What the exercise asks — Return every item below verbatim, reproducing each of its lines without any change.
--- BEGIN Data shown ---
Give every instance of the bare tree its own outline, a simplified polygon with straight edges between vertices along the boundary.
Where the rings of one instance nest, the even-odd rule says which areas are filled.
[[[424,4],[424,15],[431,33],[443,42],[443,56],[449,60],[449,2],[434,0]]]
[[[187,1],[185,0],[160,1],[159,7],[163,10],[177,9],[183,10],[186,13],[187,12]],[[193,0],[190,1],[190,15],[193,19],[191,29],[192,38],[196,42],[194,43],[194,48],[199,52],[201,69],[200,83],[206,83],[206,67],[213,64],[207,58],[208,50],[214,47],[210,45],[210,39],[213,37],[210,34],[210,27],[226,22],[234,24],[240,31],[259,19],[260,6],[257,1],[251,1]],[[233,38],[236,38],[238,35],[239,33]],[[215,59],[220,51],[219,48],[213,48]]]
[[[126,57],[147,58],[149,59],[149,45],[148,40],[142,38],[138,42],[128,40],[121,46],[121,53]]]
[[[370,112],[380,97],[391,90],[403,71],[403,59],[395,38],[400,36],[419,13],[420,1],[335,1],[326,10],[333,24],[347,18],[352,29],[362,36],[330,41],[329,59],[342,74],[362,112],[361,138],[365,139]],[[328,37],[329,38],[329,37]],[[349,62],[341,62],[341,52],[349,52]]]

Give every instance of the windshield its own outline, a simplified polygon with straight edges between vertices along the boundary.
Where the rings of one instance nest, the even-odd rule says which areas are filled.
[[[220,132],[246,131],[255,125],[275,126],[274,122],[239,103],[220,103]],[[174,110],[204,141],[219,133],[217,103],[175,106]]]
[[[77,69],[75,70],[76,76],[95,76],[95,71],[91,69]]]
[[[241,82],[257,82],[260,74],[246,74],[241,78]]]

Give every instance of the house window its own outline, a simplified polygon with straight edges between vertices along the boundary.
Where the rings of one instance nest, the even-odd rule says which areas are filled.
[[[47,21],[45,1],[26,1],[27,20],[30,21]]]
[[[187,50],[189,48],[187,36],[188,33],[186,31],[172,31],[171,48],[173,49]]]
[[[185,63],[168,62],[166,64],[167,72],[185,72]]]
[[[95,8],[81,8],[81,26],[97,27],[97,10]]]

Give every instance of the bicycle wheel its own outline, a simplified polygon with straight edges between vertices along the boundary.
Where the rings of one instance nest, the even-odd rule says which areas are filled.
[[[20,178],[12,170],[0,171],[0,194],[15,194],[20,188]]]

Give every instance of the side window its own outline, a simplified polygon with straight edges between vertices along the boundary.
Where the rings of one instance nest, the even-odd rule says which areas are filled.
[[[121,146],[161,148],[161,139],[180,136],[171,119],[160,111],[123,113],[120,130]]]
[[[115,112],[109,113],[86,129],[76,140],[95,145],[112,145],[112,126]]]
--- END Data shown ---
The completed task —
Give every instance of the bare tree its own outline, a simplified polygon with straight edges between vertices along the boundary.
Where the rings of one instance nest, the even-odd rule says which areas are filled.
[[[424,4],[424,15],[431,33],[443,42],[443,56],[449,60],[449,2],[434,0]]]
[[[187,1],[185,0],[160,1],[159,7],[163,10],[177,9],[183,10],[186,13],[187,12]],[[193,0],[190,1],[190,15],[193,19],[191,29],[192,38],[196,42],[194,43],[194,48],[199,52],[201,69],[200,83],[206,83],[206,67],[213,64],[207,58],[208,50],[214,47],[210,45],[210,39],[213,37],[210,34],[210,27],[226,22],[234,24],[240,31],[259,19],[260,6],[257,1],[251,1]],[[233,38],[236,38],[238,35],[239,33]],[[215,59],[220,51],[219,48],[213,48]]]
[[[126,57],[147,58],[149,59],[149,45],[148,40],[142,38],[138,42],[128,40],[121,46],[121,53]]]
[[[370,112],[380,97],[391,90],[403,71],[403,59],[395,38],[400,36],[419,13],[420,1],[335,1],[326,10],[333,24],[347,18],[352,29],[362,36],[330,41],[329,59],[342,74],[362,112],[361,138],[365,139]],[[328,37],[329,38],[329,37]],[[349,62],[341,62],[341,52],[349,52]]]

Give every instance of the windshield its own outline, a simplified polygon with straight edges between vertices along the boundary.
Where the rings of one instance nest, the even-odd rule says which areas are filled.
[[[220,132],[246,131],[255,125],[275,126],[274,122],[239,103],[220,103]],[[174,110],[204,141],[219,133],[217,103],[175,106]]]
[[[77,69],[75,70],[76,76],[95,76],[95,71],[91,69]]]
[[[241,82],[257,82],[260,74],[246,74],[241,78]]]

Give every instance of the house window its own outline, a simplified polygon with straight edges between vertices along the boundary.
Where the rings of one instance nest, the even-odd rule says which areas are filled.
[[[47,21],[45,1],[26,1],[27,20],[30,21]]]
[[[187,50],[189,48],[187,36],[188,33],[186,31],[172,31],[171,48],[173,49]]]
[[[185,63],[168,62],[166,64],[167,72],[185,72]]]
[[[95,8],[81,8],[81,26],[97,27],[97,10]]]

Give every instance of the bicycle wheel its own outline, a simplified polygon with straight edges between vertices along the boundary.
Where the rings of one instance nest, the even-odd rule says which areas are filled.
[[[20,178],[12,170],[0,171],[0,194],[15,194],[20,188]]]

Give every instance of the side window its own outline, a simplified polygon with straight edges between vertices along the boundary.
Where the rings of one instance nest, the even-odd rule says which areas are filled.
[[[121,146],[161,148],[161,139],[180,136],[171,119],[160,111],[123,113],[120,130]]]
[[[115,112],[109,113],[86,129],[76,140],[95,145],[112,145],[112,126]]]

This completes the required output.